Rewrite the listing from the line containing "Pin every instance of the stethoscope" through the end, requests included, and add -82 to every x and y coordinate in the answers.
┌────────
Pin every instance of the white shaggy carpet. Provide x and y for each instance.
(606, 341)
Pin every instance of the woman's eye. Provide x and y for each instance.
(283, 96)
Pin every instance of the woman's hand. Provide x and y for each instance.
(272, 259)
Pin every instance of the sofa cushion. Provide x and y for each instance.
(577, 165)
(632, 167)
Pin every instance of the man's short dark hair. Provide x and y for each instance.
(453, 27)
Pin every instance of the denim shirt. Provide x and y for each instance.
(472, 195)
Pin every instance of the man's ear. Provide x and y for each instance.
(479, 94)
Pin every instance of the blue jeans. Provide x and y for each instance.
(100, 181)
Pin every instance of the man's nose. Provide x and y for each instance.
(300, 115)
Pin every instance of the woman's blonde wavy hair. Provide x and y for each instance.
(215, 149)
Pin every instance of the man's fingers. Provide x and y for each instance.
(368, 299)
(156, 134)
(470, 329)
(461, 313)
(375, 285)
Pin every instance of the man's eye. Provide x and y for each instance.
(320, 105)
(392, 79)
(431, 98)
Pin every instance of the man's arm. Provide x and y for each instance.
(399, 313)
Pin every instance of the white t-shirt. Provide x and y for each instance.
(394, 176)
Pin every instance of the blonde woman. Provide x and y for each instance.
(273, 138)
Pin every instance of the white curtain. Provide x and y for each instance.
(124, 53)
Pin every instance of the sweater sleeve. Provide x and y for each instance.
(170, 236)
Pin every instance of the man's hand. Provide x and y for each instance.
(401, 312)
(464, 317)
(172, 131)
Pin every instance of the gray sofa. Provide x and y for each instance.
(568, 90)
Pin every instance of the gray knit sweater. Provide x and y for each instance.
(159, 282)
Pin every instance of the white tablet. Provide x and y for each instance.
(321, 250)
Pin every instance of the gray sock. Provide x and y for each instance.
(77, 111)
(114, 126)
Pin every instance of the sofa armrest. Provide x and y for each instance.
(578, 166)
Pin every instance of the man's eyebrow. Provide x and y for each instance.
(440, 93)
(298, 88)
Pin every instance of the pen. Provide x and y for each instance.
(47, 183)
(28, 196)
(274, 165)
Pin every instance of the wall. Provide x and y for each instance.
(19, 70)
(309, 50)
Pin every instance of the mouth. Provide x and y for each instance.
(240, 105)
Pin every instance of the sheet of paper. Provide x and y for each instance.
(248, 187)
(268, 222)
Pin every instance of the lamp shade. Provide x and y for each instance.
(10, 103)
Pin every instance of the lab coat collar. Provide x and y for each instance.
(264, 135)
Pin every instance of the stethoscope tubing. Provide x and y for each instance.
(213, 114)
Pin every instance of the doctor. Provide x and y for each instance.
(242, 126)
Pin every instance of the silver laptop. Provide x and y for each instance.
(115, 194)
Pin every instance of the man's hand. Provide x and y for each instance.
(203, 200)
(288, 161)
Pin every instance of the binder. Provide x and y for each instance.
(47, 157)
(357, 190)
└────────
- **Final answer**
Pin every instance of the stethoscope tubing. Provide x and y for each instance.
(131, 32)
Pin every instance of the doctor. Provide x and y for each instance.
(160, 44)
Pin every instance of the silver laptop. Provide x and y for each instance.
(33, 112)
Pin every instance of the man's hand. Provide x and y for each instance.
(121, 118)
(206, 79)
Pin every instance of the binder. Provide x and y for each instance.
(-35, 75)
(275, 108)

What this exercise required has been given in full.